▶ **PROBLEM STATEMENT**: Could you repeat the records below exactly, leaving out any pictures?

▶ **MATERIALS PROVIDED**:

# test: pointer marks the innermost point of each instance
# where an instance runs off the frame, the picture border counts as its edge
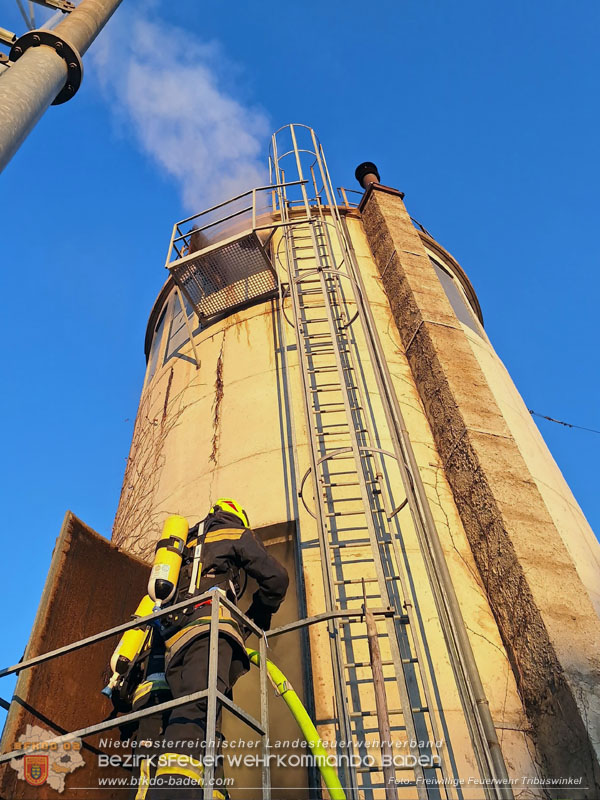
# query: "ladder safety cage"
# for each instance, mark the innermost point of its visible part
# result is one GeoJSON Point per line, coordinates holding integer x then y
{"type": "Point", "coordinates": [355, 487]}
{"type": "Point", "coordinates": [260, 726]}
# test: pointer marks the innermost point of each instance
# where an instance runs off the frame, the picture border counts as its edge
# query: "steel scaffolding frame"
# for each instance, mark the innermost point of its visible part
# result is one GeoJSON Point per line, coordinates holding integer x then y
{"type": "Point", "coordinates": [261, 726]}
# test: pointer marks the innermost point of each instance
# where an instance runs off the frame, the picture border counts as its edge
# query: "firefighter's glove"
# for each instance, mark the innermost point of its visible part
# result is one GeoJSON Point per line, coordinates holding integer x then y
{"type": "Point", "coordinates": [260, 613]}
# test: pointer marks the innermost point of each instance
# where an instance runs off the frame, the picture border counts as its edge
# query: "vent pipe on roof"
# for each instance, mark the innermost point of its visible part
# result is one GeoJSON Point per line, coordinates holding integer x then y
{"type": "Point", "coordinates": [367, 173]}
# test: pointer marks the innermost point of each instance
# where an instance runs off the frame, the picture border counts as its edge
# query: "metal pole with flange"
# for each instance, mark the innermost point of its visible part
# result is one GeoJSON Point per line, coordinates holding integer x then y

▶ **FULL SOLUTION**:
# test: pointer marks the innermost point of each instance
# where an instance runs off the frame, the picture border counts as its edge
# query: "ladder safety cage"
# for each instance, mark the innermost point of its visible part
# result is one GeoJSON Point per line, coordinates holding integer x then y
{"type": "Point", "coordinates": [355, 487]}
{"type": "Point", "coordinates": [260, 726]}
# test: pointer marks the innermost point of each instance
# where an instance runs off the frame, the picture border counts as its edge
# query: "steel scaffolding frame"
# for each instance, mark the innermost point of its visible part
# result is one GeoJSON Point per line, coordinates holding integer x then y
{"type": "Point", "coordinates": [261, 726]}
# test: pointer marks the innermost point of each instance
# where an instance runs off the frame, the picture border counts as its edge
# query: "firefighter's glove"
# for each instance, mark the innermost point of its visible part
# result is one GeoJSON Point per line, coordinates holding integer x then y
{"type": "Point", "coordinates": [260, 613]}
# test: pointer marks the innermost point of each instance
# where an instance runs off the frame, the picture border counts as its edge
# query: "vent pipe on roof"
# for each instance, mark the innermost point of its visible part
# result is one GeoJSON Point per line, coordinates holding integer x then y
{"type": "Point", "coordinates": [367, 173]}
# test: pointer marks the innermost point of each instance
# where an instance runs off the frame, the picture border counts as its edge
# query: "metal pole with flange"
# for each instance, mark the innermost point of its visible part
# result is one GeoJSON Point per line, coordinates holding integer x then y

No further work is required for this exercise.